- _Exercise_
Convert the entries, starting at the line that contains "sleeve, written as integer pixel values." and ending at the last line of the entries, into a Markdown table with the columns Row and Line. Number each line in the Row column and omit any blank lines.

- _Stored rows_
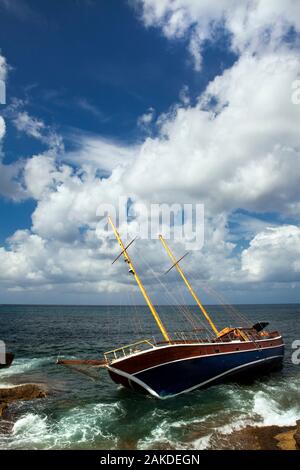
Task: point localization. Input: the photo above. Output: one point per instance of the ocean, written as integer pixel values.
(82, 413)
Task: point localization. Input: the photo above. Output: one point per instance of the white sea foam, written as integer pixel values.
(272, 413)
(81, 426)
(20, 366)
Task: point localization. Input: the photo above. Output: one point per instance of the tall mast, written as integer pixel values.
(176, 264)
(139, 283)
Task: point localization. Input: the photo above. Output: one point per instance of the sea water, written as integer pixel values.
(81, 413)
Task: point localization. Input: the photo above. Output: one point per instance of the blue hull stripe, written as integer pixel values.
(180, 376)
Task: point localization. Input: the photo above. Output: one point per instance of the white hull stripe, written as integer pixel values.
(208, 355)
(155, 394)
(140, 353)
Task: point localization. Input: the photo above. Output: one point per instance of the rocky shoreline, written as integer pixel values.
(248, 438)
(263, 438)
(28, 391)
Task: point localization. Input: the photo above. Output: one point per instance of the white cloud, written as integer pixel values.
(146, 119)
(253, 25)
(3, 68)
(238, 147)
(97, 153)
(242, 153)
(31, 126)
(273, 255)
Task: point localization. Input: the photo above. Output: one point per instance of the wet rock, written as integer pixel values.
(297, 434)
(3, 406)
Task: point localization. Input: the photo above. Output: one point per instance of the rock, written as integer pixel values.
(286, 440)
(3, 406)
(22, 392)
(297, 434)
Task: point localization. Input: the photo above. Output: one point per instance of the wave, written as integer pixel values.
(21, 366)
(81, 427)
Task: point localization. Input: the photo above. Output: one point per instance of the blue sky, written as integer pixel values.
(82, 75)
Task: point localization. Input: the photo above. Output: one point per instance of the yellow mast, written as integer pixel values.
(176, 264)
(139, 283)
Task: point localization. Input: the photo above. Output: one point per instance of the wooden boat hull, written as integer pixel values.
(171, 370)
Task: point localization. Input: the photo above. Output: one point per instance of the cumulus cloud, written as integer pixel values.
(273, 255)
(241, 152)
(252, 26)
(237, 147)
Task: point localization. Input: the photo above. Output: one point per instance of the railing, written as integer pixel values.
(129, 349)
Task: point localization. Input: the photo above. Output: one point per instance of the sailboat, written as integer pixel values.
(172, 367)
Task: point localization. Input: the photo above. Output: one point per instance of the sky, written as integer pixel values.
(158, 102)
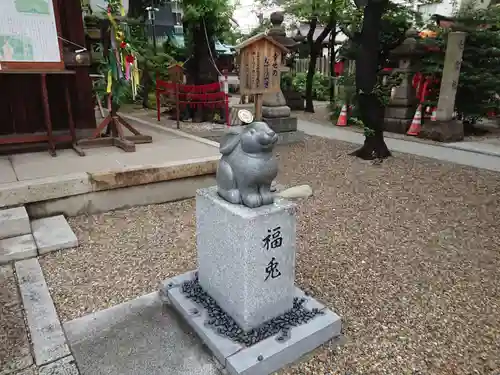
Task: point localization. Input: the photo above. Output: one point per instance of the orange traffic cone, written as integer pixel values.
(434, 114)
(416, 124)
(342, 121)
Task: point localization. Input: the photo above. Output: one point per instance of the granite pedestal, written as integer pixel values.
(246, 260)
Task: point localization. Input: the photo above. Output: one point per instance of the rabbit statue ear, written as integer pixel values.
(230, 140)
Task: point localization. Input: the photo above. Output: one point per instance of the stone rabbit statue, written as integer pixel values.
(247, 166)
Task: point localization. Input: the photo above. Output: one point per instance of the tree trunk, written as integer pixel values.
(146, 88)
(370, 108)
(313, 55)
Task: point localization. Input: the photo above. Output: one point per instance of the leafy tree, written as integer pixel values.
(260, 28)
(232, 36)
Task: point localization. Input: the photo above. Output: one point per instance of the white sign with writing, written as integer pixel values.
(28, 31)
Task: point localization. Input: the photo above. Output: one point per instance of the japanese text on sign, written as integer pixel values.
(254, 68)
(272, 270)
(257, 78)
(247, 71)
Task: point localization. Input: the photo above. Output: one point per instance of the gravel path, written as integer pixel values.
(408, 253)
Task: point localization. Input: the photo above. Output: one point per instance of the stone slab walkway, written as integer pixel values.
(14, 345)
(138, 337)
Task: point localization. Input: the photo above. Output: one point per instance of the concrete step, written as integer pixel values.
(14, 222)
(52, 234)
(141, 336)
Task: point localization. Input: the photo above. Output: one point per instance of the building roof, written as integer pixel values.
(258, 37)
(303, 30)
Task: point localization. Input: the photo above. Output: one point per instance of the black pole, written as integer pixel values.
(153, 16)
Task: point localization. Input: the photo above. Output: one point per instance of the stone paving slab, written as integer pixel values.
(136, 338)
(7, 173)
(14, 222)
(17, 248)
(14, 345)
(47, 336)
(63, 366)
(53, 233)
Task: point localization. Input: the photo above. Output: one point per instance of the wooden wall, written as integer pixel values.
(21, 100)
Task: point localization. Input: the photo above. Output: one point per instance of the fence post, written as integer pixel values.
(226, 98)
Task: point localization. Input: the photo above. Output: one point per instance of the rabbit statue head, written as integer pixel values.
(247, 167)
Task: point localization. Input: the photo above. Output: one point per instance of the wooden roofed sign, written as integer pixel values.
(261, 58)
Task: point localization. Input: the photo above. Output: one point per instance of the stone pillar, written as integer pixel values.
(451, 73)
(246, 257)
(275, 111)
(445, 128)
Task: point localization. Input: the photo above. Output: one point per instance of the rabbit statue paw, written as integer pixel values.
(247, 166)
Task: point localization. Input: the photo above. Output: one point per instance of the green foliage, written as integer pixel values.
(262, 27)
(137, 8)
(479, 78)
(215, 14)
(298, 83)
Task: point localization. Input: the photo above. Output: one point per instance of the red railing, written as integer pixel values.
(212, 95)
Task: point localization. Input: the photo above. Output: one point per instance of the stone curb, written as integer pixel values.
(47, 336)
(179, 133)
(482, 152)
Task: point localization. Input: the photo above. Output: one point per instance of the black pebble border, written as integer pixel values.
(224, 325)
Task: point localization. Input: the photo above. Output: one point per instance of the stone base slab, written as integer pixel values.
(443, 131)
(288, 138)
(17, 248)
(53, 233)
(397, 125)
(264, 357)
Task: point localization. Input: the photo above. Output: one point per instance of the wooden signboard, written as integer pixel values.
(261, 58)
(29, 36)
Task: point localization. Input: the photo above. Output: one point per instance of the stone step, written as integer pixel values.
(14, 222)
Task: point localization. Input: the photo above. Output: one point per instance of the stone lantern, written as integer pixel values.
(275, 111)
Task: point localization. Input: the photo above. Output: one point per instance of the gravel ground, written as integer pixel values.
(406, 252)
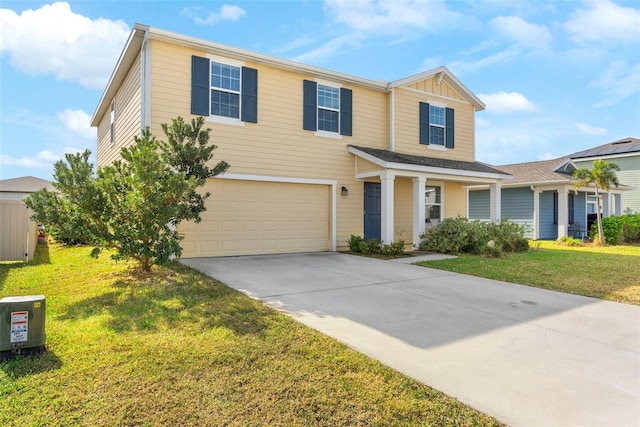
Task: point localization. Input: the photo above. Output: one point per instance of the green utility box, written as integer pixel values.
(22, 321)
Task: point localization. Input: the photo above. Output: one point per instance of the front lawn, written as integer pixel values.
(609, 272)
(181, 349)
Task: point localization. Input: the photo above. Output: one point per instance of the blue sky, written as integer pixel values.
(556, 76)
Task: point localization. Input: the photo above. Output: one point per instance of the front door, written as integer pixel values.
(372, 210)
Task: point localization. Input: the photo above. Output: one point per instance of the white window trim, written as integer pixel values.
(224, 119)
(432, 146)
(326, 133)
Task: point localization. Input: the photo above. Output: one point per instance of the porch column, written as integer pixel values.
(386, 194)
(606, 203)
(495, 201)
(536, 213)
(418, 209)
(563, 212)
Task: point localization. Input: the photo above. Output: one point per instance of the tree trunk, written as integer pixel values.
(599, 218)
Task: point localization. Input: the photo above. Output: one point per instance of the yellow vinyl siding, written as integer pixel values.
(127, 118)
(430, 85)
(276, 145)
(455, 201)
(403, 210)
(407, 126)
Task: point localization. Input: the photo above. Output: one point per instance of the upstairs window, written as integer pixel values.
(436, 125)
(327, 109)
(223, 92)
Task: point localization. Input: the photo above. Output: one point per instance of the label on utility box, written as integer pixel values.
(19, 326)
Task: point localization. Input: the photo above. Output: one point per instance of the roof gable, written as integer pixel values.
(441, 74)
(620, 147)
(390, 158)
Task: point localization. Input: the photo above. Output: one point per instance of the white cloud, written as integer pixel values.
(54, 40)
(520, 32)
(294, 44)
(547, 156)
(77, 121)
(461, 67)
(392, 16)
(226, 12)
(329, 48)
(590, 130)
(604, 21)
(618, 81)
(507, 103)
(41, 160)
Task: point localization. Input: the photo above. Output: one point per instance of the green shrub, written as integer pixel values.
(619, 229)
(393, 249)
(373, 246)
(459, 235)
(569, 241)
(357, 244)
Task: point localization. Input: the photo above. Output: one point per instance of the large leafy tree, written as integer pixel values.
(134, 204)
(602, 176)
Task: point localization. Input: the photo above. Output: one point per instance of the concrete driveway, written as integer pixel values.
(526, 356)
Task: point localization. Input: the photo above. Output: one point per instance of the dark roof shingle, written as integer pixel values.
(394, 157)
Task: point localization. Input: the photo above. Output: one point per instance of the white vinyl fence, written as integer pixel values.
(18, 234)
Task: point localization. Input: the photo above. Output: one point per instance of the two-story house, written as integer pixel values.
(316, 155)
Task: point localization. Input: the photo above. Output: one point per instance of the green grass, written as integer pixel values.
(609, 272)
(180, 349)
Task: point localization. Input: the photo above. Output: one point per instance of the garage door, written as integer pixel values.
(254, 217)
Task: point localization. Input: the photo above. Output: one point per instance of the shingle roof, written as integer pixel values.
(539, 172)
(25, 184)
(621, 146)
(394, 157)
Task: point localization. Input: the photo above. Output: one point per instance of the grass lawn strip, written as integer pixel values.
(179, 348)
(610, 272)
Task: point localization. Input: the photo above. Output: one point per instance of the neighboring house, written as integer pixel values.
(315, 155)
(626, 154)
(18, 234)
(542, 198)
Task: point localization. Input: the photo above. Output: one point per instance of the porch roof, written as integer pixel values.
(392, 159)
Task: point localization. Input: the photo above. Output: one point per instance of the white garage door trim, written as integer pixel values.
(293, 180)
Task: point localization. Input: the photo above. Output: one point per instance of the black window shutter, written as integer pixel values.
(449, 143)
(310, 105)
(200, 86)
(346, 111)
(424, 123)
(249, 95)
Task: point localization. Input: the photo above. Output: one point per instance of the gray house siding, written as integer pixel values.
(629, 174)
(517, 206)
(548, 230)
(580, 209)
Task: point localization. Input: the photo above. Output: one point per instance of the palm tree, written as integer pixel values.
(602, 176)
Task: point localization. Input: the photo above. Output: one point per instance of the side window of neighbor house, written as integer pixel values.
(112, 123)
(327, 109)
(224, 92)
(436, 125)
(433, 204)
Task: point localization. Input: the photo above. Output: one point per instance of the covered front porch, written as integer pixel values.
(417, 192)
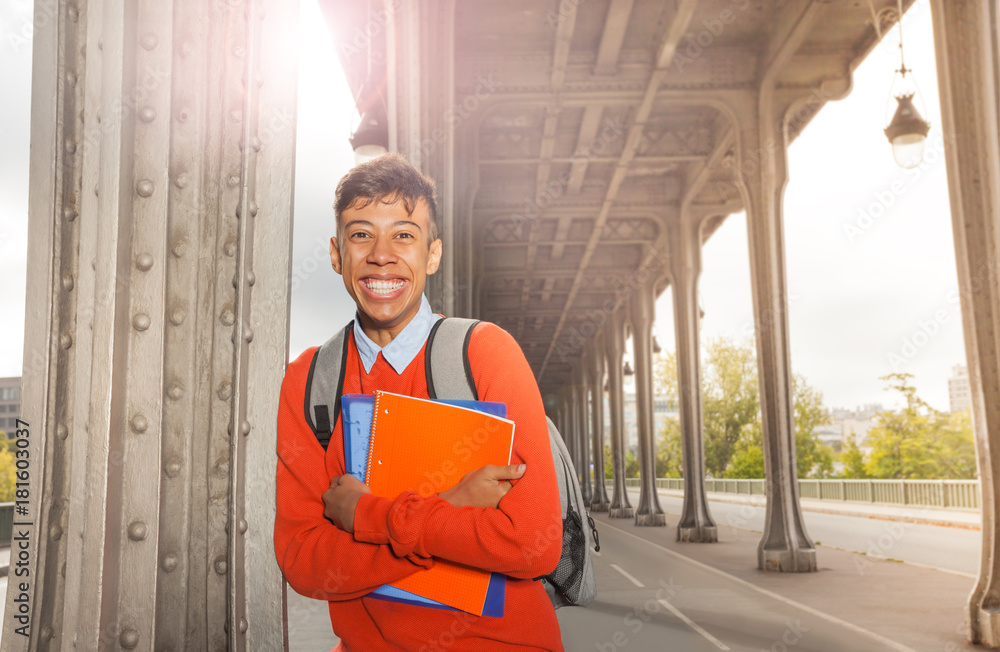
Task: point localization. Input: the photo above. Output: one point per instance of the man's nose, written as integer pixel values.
(381, 252)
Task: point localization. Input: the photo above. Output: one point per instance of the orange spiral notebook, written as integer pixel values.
(426, 446)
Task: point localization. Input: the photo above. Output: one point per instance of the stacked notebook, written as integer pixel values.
(396, 443)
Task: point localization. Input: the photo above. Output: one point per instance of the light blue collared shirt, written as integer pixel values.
(399, 353)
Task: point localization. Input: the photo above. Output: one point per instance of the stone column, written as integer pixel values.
(163, 139)
(583, 450)
(614, 345)
(968, 62)
(641, 305)
(595, 359)
(762, 174)
(684, 240)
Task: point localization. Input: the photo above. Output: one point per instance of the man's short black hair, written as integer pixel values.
(387, 179)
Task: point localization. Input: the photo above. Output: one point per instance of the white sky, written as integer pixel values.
(853, 300)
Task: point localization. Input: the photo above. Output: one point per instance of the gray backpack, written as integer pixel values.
(446, 366)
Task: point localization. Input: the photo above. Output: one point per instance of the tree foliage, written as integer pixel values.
(732, 419)
(917, 441)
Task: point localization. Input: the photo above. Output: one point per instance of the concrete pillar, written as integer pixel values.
(762, 174)
(583, 450)
(968, 62)
(642, 308)
(684, 239)
(614, 349)
(599, 501)
(163, 140)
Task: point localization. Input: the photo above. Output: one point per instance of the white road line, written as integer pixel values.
(693, 625)
(899, 647)
(627, 576)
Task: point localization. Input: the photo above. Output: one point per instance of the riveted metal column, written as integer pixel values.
(684, 240)
(614, 345)
(599, 501)
(582, 438)
(649, 511)
(762, 173)
(968, 62)
(160, 130)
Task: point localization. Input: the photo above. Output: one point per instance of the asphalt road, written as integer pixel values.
(948, 548)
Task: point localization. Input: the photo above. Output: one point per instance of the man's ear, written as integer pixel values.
(434, 259)
(335, 254)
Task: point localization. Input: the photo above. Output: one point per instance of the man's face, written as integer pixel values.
(385, 258)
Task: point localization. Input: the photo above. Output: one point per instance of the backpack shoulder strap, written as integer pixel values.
(326, 381)
(446, 359)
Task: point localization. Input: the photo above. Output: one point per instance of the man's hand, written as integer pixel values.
(483, 487)
(341, 499)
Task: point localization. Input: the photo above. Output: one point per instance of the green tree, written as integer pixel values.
(853, 459)
(919, 442)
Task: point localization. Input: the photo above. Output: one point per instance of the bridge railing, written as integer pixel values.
(950, 494)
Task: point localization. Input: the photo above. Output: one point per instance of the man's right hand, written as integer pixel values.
(483, 487)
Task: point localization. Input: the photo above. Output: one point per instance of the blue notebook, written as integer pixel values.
(357, 411)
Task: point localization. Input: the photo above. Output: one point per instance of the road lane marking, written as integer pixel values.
(627, 576)
(693, 625)
(899, 647)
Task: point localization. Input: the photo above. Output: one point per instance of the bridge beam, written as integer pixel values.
(642, 306)
(595, 360)
(968, 63)
(684, 239)
(614, 349)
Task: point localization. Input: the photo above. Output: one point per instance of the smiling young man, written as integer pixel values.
(334, 540)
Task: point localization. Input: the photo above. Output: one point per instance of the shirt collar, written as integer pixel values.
(401, 351)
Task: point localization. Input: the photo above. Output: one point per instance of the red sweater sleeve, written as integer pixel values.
(317, 558)
(523, 536)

- _Correct response_
| Row | Line |
|---|---|
| 1 | Task: point localization. Input: the photo above. Output: one point per instance of the red sweater sleeve, written as integer pixel values. |
| 2 | (317, 558) |
| 3 | (523, 536) |